• [Challenges]
**a.** Answer these questions about the Benghazi report text:
(i) Which three officials does the opening headline name as clearly pushed out the door?
(ii) How many US State Department officials resigned, according to the article's headline?
(iii) What title does the photograph caption give John Kerry?
**b.** Pick up the Benghazi report text after its last sentence and continue it.

• [Text]
■ ■ ■ ■ ■ ■ ■
Thursday, December 20, 2012

Benghazi Report shows troubling now accountability trend - no one directly fired due to scathing findings ( yet Eric Boswell , Charlene Lamb , Raymond Maxwell clearly pushed out the door . All to give Hillary cover ? ) Meanwhile note Americans still can be indefinitely detained under the NDAA ...... Finally while Hagel is smeared as anti-semitic , Michele Flournoy pushed as the anybody but Hagel candidate.....

http://www.guardian.co.uk/world/2012/dec/19/benghazi-state-department-officials-resign


Benghazi report forces resignation of four US state department officials

Account of events leading up to death of the US ambassador and three other Americans finds 'grossly inadequate' security
John Kerry after Benghazi hearing
Senate Foreign Relations chairman John Kerry leaves a closed-door briefing the Benghazi attack on Wednesday. Photograph: J Scott Applewhite/AP
Four US State Department officials have resigned after a damning investigation into the killing of the American ambassador to Libya, Chris Stevens, in Benghazi in on 11 September found "systematic failures" of leadership and "grossly inadequate" security.
■ ■ ■ ■ ■ ■ ■
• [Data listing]

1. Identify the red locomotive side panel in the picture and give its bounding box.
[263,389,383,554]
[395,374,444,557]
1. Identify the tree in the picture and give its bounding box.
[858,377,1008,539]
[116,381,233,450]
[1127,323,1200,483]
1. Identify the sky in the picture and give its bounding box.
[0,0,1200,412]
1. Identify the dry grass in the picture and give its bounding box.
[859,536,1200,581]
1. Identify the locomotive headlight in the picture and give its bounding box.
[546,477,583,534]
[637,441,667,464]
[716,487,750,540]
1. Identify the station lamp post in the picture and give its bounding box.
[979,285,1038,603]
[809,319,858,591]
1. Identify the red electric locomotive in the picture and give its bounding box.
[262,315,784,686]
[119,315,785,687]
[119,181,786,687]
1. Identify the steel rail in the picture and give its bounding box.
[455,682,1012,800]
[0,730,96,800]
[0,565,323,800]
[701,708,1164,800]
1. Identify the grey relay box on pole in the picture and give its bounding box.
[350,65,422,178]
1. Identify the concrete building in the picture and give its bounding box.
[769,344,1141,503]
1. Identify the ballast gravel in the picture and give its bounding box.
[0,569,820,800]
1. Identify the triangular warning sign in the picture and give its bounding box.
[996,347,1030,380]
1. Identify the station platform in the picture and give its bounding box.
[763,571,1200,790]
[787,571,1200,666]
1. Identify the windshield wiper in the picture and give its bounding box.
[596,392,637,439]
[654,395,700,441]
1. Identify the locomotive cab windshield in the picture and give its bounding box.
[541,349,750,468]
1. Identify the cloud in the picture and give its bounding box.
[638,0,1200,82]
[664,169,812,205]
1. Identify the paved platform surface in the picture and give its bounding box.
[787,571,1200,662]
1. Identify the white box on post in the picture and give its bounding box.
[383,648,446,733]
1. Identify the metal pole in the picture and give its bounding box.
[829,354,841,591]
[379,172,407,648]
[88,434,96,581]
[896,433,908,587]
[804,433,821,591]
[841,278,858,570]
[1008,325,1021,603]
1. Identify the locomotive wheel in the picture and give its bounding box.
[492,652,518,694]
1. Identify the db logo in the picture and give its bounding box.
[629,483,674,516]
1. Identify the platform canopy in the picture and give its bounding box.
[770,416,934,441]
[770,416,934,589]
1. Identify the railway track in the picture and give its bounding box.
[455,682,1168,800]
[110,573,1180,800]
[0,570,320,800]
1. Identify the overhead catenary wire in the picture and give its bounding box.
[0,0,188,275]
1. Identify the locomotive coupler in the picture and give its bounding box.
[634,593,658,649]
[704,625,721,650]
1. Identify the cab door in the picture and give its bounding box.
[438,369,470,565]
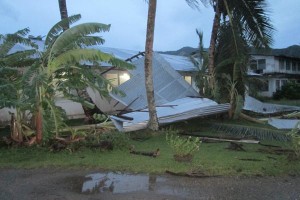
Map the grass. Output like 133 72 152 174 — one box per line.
0 128 300 176
264 99 300 106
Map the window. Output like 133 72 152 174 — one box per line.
104 71 130 87
285 60 291 70
281 80 287 87
183 76 192 85
119 72 130 85
105 73 119 87
257 59 266 69
250 60 257 70
292 61 297 71
279 58 284 70
276 80 281 90
260 81 269 92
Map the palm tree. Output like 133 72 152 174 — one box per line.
208 0 273 97
58 0 69 30
145 0 159 131
145 0 206 131
0 15 132 143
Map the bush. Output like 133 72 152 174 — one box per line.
166 130 201 156
273 82 300 100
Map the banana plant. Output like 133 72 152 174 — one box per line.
2 15 133 143
0 28 36 142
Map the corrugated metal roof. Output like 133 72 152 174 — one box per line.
268 118 300 129
111 53 199 110
243 96 300 114
110 97 230 132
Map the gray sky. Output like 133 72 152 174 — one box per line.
0 0 300 51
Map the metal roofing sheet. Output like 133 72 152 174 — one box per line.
111 53 199 110
268 118 300 129
110 97 230 132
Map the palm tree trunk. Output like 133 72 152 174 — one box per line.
35 105 43 144
145 0 158 131
58 0 69 31
208 0 221 88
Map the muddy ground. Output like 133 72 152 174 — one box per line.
0 169 300 200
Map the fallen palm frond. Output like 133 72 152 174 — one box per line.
212 124 290 141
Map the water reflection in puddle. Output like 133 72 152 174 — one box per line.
81 172 164 194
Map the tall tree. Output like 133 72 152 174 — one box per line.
208 0 273 97
145 0 206 130
145 0 159 131
58 0 70 30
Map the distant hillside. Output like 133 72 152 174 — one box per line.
160 45 300 58
160 47 197 56
272 45 300 58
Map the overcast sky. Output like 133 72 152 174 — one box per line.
0 0 300 51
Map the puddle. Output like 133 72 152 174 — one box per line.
81 172 164 194
65 172 203 199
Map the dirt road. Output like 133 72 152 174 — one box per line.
0 169 300 200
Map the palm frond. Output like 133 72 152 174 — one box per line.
50 23 110 59
212 123 290 142
48 49 133 75
45 14 81 48
2 49 36 67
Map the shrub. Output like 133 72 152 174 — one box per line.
273 82 300 100
166 130 201 156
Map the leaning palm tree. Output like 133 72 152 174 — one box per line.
25 15 132 143
145 0 206 130
145 0 159 131
208 0 273 97
58 0 69 30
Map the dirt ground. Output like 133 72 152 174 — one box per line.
0 169 300 200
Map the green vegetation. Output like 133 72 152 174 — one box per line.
0 119 300 176
273 82 300 100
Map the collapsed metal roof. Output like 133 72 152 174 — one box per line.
91 45 197 72
268 118 300 129
110 97 230 132
111 53 199 111
243 96 300 114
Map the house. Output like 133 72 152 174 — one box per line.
248 45 300 97
0 43 209 124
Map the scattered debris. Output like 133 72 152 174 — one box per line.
212 123 290 142
227 142 246 151
243 96 300 114
257 148 294 155
239 158 263 162
90 140 114 151
166 170 212 178
129 145 160 158
268 118 300 130
110 97 230 132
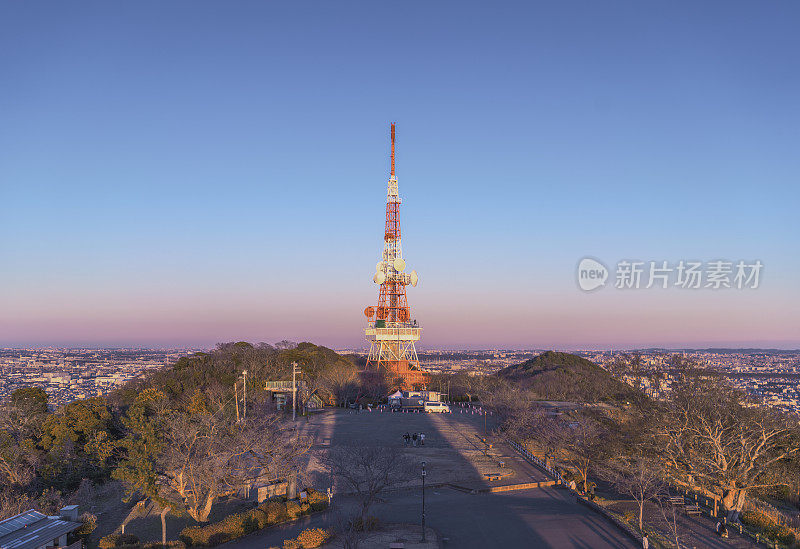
■ ■ ■ ■ ■ ■ ■
• [Results for each task]
**a.**
(i) Eric Boswell, Charlene Lamb and Raymond Maxwell
(ii) Four
(iii) Senate Foreign Relations chairman

**b.**
The report said that US personnel on the ground acted with "courage and readiness to risk their lives to protect their colleagues, in a near impossible situation" during two sustained attacks on the US consulate in Benghazi and a nearby annex that killed Stevens and three other American officials.
But it also described confusion, lack of transparency and inadequate leadership at senior levels, and strongly criticised the use of a Libyan armed militia as security for the Benghazi consulate.
Three of those who resigned were the assistant secretary of state for diplomatic security, Eric Boswell; the deputy assistant secretary responsible for embassy security, Charlene Lamb; and an official who was at first unidentified but later named by the Associated Press as Raymond Maxwell, the deputy assistant secretary of state overseeing the Maghreb nations of Libya, Algeria, Tunisia and Morocco.
The independent review board – chaired by a former US ambassador, Thomas Pickering, with Admiral Michael Mullen, former chairman of the joint chiefs of staff, as his deputy – strongly condemned the handling of security by Lamb and Boswell, and their lack of co-operation.
"Systemic failures and leadership and management deficiencies at senior levels within two bureaus of the State Department resulted in a Special Mission security posture that was inadequate for Benghazi and grossly inadequate to deal with the attack that took place," the report said.
Lamb appeared at a congressional hearing into the attack in October where she defended the security measures taken in Benghazi. "I made the best decisions I could with the information I had," she said.
The US secretary of state, Hillary Clinton, said she would implement all of the report's recommendations for improving the protection of US missions, some of which were classified. That includes asking Congress to permit a shift in spending to ramp up diplomatic security.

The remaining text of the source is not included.